• **PROBLEM**: Exactly reproduce each entry, leaving out nothing.

• **RECORDS TO PROCESS**:
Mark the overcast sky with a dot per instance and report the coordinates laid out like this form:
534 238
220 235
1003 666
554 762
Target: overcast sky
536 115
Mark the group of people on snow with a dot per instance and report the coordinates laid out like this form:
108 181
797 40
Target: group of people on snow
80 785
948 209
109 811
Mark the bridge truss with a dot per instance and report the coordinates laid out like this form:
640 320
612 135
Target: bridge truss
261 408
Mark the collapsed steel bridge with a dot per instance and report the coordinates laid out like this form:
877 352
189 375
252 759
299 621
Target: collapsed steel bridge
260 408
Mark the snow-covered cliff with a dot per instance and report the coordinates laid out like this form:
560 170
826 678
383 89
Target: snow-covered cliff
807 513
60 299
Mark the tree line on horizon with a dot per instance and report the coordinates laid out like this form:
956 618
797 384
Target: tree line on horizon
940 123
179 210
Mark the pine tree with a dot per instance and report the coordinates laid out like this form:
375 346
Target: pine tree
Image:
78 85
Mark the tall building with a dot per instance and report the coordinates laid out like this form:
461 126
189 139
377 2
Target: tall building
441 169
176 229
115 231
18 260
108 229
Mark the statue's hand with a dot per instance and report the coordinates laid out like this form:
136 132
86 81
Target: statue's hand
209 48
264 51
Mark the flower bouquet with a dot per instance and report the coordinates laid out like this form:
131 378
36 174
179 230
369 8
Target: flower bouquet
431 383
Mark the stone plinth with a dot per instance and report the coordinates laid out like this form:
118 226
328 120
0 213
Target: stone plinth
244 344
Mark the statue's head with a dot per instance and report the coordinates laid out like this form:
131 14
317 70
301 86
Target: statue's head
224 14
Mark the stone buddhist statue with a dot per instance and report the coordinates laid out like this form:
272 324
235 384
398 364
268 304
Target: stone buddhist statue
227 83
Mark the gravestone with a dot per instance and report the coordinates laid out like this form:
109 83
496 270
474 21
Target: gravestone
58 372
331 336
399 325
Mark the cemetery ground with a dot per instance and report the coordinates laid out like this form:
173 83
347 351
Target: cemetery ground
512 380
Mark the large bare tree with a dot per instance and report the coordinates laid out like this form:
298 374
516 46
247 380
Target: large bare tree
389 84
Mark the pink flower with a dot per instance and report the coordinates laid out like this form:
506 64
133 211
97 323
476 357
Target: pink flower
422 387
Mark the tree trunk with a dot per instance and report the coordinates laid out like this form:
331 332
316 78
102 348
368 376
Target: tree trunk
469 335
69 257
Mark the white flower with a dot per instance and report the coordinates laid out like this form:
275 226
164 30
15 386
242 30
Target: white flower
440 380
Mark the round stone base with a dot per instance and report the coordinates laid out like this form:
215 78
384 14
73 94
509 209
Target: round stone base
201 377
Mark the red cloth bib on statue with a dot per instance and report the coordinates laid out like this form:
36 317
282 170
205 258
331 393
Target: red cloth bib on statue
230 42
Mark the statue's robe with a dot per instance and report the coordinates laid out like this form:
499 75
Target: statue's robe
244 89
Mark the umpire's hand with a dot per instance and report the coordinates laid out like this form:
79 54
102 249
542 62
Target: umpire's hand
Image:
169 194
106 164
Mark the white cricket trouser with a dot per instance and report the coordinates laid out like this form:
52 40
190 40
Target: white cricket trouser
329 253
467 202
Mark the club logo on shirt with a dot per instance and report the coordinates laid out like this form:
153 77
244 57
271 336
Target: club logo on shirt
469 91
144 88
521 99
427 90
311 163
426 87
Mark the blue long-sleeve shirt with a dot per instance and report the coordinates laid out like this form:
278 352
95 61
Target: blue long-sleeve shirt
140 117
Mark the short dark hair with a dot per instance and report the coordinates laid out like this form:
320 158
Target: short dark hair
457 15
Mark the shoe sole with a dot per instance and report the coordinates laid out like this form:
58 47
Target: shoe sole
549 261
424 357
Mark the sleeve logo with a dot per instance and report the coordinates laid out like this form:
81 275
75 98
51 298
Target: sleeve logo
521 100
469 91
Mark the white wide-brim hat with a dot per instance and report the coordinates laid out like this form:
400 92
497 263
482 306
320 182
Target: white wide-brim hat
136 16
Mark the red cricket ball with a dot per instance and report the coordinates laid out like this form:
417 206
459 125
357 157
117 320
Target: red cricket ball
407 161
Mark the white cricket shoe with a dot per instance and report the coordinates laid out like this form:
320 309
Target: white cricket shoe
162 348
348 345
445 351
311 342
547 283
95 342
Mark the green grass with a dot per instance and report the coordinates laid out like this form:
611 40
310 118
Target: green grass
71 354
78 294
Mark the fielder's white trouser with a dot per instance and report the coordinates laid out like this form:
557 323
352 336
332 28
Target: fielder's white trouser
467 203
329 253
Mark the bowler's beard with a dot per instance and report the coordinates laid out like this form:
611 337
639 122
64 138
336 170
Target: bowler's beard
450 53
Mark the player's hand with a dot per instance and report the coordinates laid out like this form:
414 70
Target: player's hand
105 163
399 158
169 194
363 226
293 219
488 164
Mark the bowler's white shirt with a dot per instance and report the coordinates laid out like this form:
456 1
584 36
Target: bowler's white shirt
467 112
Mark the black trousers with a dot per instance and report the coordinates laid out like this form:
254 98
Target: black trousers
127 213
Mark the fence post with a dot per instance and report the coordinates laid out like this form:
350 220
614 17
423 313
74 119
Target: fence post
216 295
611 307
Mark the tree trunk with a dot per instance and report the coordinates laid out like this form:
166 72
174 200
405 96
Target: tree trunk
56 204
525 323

• **SOLUTION**:
Mark the overcast sky with a dot per instance and report the coordinates laid out like this form:
534 238
220 235
1003 666
554 762
Target: overcast sky
536 115
Mark the group of people on snow with a dot per instance and report the coordinates laid out like this form:
108 181
797 40
Target: group of people on snow
80 785
948 209
109 811
Mark the bridge truss with a dot per instance and report the coordinates laid out like this form:
640 320
612 135
Target: bridge truss
261 408
Mark the collapsed steel bridge with a dot per instance and report the coordinates laid out like this form:
877 352
189 375
252 759
299 621
Target: collapsed steel bridge
260 408
Mark the snow-covered cliff with a dot per instance and report the coordinates laid out like this form:
560 170
826 678
383 89
Target: snow-covered cliff
807 513
60 299
Mark the tree line on horizon with a dot per instance and report the coordinates laid out like this form:
956 618
797 384
Target: tree line on horizon
940 123
179 210
Mark the pine tree with a dot per instance and report the coordinates laid out like this form:
375 346
Target: pine tree
Image:
78 85
Mark the tall building with a dot per instance and report the coordinates laid out like this form:
461 126
189 139
377 2
Target: tall building
441 169
176 229
115 231
18 260
108 229
Mark the statue's hand with a dot per instance and report the coordinates laid out like this form:
136 132
86 81
Target: statue's hand
209 48
264 51
Mark the flower bouquet with a dot per instance and report the coordinates laid out like this form:
131 378
36 174
179 230
369 8
Target: flower bouquet
431 383
Mark the stone plinth with a dot per instance and report the coordinates laid out like this form:
118 226
328 120
0 213
Target: stone plinth
244 344
Mark the statue's head with a dot per instance and report the coordinates laid out like this form:
131 14
317 70
301 86
Target: statue's head
224 14
Mark the stone buddhist statue with a dot per instance and report the coordinates laid out like this form:
272 324
235 384
398 364
268 304
Target: stone buddhist statue
227 83
Mark the gravestone with a dot per instance and report the coordinates laid out like this form:
109 83
496 270
474 21
Target: gravestone
58 372
331 336
399 325
Mark the cemetery ground with a dot per instance and report the coordinates laid out like this form:
173 83
347 351
Target: cemetery ground
512 380
Mark the large bare tree with a dot per instance and report the coordinates laid out like this form:
298 374
516 46
247 380
Target: large bare tree
389 84
Mark the pink flower with a dot per instance and report the coordinates laid out like this form:
506 64
133 211
97 323
476 357
Target: pink flower
422 387
Mark the tree trunk with a dot per instance and report the coordinates laid out like this form:
331 332
316 78
102 348
368 376
Target: tree trunk
469 335
69 257
Mark the white flower with a dot per instance and report the coordinates laid out like this form:
275 226
164 30
15 386
242 30
Target: white flower
440 380
Mark the round stone base with a dot per instance and report the coordinates laid out like this form:
215 78
384 14
73 94
509 209
Target: round stone base
201 377
Mark the red cloth bib on statue with a dot per instance and report the coordinates laid out like this form:
36 317
282 170
205 258
331 393
Target: red cloth bib on statue
230 42
Mark the statue's robe with a dot per instance and report the coordinates laid out like this form:
499 75
Target: statue's robe
244 89
Mark the umpire's hand with a dot per instance and report the coordinates laid out like this form:
79 54
102 249
542 62
Target: umpire's hand
Image:
169 194
106 164
Mark the white cricket trouser with a dot per instance and report the coordinates laid out like this form:
52 40
190 40
Target: white cricket trouser
329 253
467 202
Mark the club logo on shirt with a dot per instance and report the coordinates laid out like this form:
153 77
244 57
271 336
Target: club logo on shirt
469 91
144 88
521 99
427 90
311 163
426 87
Mark the blue long-sleeve shirt with a dot per instance and report the coordinates laid out like this form:
278 352
95 61
Target: blue long-sleeve shirt
140 117
Mark the short dark hair with a dot per instance and report the coordinates laid out like this form:
320 158
Target: short dark hair
457 15
Mark the shoe sole with a dot per instance and report the coordinates laid out like this form:
58 47
Target: shoe sole
549 261
424 357
Mark the sleeve logo with a dot per instance and report the coordinates laid out like this form:
81 275
75 98
51 298
Target: sleeve logo
521 100
469 91
Mark the white wide-brim hat with a dot per instance and report the coordinates laid out like this form:
400 92
497 263
482 306
320 182
Target: white wide-brim hat
136 16
Mark the red cricket ball with a dot per instance and report the coordinates laid out like this form:
417 206
459 125
357 157
117 320
Target: red cricket ball
407 161
Mark the white cricket shoe with a dot per instance and report the coordinates laid out like this form:
320 309
Target: white cricket shoe
162 348
348 345
445 351
311 342
547 283
95 342
Mark the green grass with a dot per instance and report the coordinates laid out like this form:
611 40
310 118
Target: green grass
71 354
78 294
Mark the fielder's white trouser with a dot per instance and report the coordinates laid out like this form:
557 323
352 336
332 28
Target: fielder's white trouser
467 203
329 253
Mark the bowler's beard with a dot per instance and report the coordinates laid out like this form:
611 337
639 122
64 138
336 170
Target: bowler's beard
450 53
Mark the player's hand with a dot per instance and report the coordinates laid out like this form:
414 70
Target: player's hand
105 163
399 158
169 194
363 226
293 219
488 164
Mark the bowler's white shirt with a dot per instance and report the coordinates laid out like this form:
456 1
584 36
Target: bowler's white shirt
467 112
Mark the black trousers with a dot per instance and report the coordinates laid out like this form:
254 98
Target: black trousers
127 213
Mark the fence post with a dot per instance and report the coordinates laid out like this form:
350 220
614 17
423 313
74 119
Target: fence post
216 295
611 307
Mark the tree trunk with a dot per instance and report the coordinates laid out like this form:
166 72
174 200
405 96
Target: tree trunk
56 204
525 323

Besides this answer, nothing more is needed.